Exercise details: Please count the lines in the rows below that contain the string "woman" and reply with only that number.

** BEGIN Material **

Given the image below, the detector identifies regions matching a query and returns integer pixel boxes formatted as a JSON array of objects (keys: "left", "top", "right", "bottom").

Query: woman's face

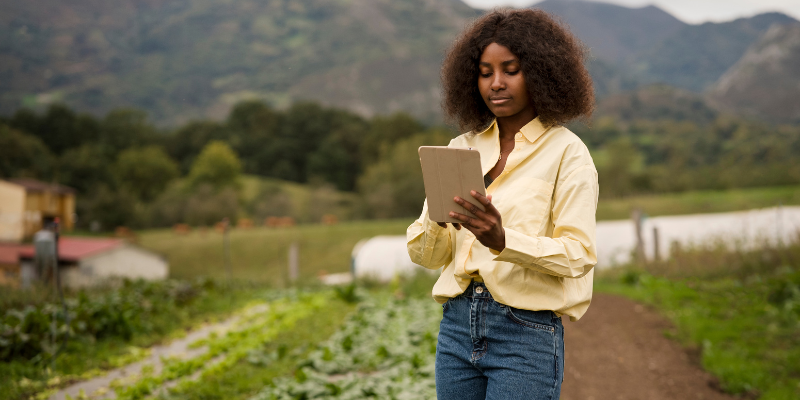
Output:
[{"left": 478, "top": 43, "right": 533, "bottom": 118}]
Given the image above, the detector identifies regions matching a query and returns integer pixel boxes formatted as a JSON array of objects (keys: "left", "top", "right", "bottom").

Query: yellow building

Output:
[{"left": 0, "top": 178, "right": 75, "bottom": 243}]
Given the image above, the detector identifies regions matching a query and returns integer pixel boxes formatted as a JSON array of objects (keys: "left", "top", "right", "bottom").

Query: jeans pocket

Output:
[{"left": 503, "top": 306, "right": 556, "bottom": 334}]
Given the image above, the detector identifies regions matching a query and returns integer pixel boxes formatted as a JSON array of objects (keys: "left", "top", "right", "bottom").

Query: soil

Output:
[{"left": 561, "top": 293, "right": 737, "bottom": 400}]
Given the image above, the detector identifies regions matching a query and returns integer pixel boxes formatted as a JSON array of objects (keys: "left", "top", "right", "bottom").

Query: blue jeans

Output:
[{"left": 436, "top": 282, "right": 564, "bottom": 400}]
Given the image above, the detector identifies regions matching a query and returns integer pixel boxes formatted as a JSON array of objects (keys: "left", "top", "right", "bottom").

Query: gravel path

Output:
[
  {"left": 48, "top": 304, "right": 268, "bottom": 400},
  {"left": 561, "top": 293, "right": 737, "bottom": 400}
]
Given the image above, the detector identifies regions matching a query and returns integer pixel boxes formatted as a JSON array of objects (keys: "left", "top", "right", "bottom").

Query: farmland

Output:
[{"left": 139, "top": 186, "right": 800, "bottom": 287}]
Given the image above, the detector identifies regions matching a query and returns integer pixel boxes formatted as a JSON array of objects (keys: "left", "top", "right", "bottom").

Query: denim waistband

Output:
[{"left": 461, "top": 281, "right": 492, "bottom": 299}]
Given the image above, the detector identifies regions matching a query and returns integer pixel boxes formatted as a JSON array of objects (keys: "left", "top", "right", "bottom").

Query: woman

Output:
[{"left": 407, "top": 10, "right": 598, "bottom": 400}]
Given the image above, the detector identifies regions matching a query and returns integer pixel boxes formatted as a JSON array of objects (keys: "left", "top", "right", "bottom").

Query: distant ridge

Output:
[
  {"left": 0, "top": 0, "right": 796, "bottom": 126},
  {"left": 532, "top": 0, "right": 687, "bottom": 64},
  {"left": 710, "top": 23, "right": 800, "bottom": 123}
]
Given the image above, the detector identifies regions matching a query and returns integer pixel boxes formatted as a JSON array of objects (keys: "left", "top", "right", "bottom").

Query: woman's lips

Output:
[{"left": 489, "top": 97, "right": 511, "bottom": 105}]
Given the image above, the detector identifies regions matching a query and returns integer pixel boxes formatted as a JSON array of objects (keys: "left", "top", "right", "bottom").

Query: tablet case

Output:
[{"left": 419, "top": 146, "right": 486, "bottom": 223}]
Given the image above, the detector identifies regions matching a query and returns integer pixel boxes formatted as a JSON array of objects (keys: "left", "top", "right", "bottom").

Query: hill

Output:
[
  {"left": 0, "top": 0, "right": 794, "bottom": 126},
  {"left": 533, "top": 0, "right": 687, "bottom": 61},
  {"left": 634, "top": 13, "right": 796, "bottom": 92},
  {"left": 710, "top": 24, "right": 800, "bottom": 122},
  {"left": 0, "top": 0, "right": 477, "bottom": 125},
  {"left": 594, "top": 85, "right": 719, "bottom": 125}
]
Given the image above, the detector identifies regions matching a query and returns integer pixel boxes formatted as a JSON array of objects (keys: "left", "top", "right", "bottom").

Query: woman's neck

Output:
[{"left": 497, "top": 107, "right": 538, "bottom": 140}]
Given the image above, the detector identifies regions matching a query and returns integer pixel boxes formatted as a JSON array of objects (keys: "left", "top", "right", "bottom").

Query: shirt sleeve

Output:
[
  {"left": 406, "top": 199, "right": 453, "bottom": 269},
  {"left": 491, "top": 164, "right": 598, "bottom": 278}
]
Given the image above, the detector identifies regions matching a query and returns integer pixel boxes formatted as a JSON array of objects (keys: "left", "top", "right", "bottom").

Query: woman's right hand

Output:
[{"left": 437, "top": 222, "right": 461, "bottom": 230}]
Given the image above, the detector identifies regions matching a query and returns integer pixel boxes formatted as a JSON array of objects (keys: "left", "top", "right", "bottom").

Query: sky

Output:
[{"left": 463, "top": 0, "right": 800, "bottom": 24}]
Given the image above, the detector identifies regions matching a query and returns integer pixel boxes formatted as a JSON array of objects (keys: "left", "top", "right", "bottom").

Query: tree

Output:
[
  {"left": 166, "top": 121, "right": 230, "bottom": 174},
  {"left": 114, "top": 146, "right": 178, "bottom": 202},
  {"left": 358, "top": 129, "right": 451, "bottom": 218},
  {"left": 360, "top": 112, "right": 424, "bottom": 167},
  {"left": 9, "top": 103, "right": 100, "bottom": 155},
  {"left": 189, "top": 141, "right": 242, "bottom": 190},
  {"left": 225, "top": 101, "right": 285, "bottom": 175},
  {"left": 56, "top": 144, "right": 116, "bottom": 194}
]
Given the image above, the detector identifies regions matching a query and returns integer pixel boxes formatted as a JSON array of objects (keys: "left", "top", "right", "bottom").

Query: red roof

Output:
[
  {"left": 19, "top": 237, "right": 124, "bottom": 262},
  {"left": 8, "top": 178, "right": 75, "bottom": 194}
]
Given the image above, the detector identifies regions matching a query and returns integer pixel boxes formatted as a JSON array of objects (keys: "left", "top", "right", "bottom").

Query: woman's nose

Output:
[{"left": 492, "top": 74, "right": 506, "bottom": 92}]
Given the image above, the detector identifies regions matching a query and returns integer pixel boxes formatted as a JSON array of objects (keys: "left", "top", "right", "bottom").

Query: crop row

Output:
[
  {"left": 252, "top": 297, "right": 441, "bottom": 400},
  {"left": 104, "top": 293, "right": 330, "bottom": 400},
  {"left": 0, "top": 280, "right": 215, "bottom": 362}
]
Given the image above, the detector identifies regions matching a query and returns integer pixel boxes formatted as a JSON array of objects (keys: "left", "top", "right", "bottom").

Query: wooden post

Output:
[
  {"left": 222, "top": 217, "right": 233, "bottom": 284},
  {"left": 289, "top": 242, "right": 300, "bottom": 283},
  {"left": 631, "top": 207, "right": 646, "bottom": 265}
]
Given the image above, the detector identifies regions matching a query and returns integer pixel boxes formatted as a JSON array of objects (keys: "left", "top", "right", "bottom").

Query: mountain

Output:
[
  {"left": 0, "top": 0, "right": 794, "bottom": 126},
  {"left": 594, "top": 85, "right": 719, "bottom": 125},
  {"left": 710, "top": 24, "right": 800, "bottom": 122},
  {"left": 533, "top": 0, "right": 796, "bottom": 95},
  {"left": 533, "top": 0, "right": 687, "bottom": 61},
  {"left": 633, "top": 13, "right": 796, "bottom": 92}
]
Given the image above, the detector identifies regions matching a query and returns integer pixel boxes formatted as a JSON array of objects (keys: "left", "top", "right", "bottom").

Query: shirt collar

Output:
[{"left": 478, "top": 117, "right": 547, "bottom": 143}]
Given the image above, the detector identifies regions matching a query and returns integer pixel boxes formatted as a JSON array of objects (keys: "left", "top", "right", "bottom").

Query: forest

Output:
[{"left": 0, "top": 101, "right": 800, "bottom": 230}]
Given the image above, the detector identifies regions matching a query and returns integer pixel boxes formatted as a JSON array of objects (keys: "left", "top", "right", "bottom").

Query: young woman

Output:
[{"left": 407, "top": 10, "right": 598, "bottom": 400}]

** END Material **
** BEGIN Material **

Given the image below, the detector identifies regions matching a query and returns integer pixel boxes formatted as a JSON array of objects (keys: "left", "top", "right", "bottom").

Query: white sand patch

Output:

** END Material **
** BEGIN Material **

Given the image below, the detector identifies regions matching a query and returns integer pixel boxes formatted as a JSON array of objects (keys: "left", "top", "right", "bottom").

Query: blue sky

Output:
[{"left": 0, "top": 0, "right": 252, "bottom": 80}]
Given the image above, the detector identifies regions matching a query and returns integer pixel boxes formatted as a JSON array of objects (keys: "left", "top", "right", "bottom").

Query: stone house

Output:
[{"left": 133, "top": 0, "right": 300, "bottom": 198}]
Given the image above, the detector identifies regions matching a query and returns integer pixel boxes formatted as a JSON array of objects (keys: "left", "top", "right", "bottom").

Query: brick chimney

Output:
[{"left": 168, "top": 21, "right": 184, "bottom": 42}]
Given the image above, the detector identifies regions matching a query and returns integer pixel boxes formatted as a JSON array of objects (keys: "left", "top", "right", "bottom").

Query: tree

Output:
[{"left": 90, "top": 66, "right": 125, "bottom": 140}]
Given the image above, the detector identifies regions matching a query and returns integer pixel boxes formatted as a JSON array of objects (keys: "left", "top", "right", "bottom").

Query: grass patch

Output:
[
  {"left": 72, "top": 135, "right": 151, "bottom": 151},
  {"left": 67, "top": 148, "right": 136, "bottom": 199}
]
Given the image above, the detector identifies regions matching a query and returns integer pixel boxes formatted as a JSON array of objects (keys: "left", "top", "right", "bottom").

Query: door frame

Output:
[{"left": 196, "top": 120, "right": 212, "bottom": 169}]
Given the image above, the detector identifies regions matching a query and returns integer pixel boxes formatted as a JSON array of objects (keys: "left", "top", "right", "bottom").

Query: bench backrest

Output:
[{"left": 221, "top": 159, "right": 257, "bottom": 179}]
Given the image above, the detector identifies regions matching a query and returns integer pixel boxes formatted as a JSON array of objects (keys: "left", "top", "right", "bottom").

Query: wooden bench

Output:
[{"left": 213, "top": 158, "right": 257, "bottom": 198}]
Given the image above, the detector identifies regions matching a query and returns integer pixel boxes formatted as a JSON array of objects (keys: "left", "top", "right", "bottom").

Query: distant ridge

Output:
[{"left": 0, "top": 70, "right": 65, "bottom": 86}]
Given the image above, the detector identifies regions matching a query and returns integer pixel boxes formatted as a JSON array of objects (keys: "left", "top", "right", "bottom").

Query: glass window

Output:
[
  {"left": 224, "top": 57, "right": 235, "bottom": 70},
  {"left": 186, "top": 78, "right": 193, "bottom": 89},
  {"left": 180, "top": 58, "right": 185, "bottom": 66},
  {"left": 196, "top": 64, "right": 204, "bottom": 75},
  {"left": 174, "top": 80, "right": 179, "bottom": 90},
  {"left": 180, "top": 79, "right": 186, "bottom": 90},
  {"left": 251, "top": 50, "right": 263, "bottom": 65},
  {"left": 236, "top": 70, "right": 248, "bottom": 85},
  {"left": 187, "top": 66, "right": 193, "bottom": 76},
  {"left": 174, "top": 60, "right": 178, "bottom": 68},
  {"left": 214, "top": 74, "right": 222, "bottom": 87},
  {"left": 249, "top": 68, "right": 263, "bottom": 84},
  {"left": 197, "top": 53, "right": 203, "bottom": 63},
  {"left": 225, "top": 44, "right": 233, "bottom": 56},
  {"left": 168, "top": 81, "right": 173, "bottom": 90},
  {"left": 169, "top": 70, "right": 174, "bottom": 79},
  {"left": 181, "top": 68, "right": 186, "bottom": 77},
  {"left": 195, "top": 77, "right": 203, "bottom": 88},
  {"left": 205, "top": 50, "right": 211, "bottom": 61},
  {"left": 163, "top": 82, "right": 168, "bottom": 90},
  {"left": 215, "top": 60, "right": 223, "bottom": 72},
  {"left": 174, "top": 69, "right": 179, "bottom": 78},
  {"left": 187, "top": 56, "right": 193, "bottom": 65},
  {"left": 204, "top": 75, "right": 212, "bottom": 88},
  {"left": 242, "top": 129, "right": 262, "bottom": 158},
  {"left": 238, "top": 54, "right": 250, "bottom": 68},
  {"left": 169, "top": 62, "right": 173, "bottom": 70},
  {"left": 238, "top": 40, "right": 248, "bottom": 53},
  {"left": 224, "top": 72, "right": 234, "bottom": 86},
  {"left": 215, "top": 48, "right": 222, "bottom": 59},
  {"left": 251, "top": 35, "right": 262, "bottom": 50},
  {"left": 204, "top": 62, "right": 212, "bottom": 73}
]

** END Material **

Task output: 7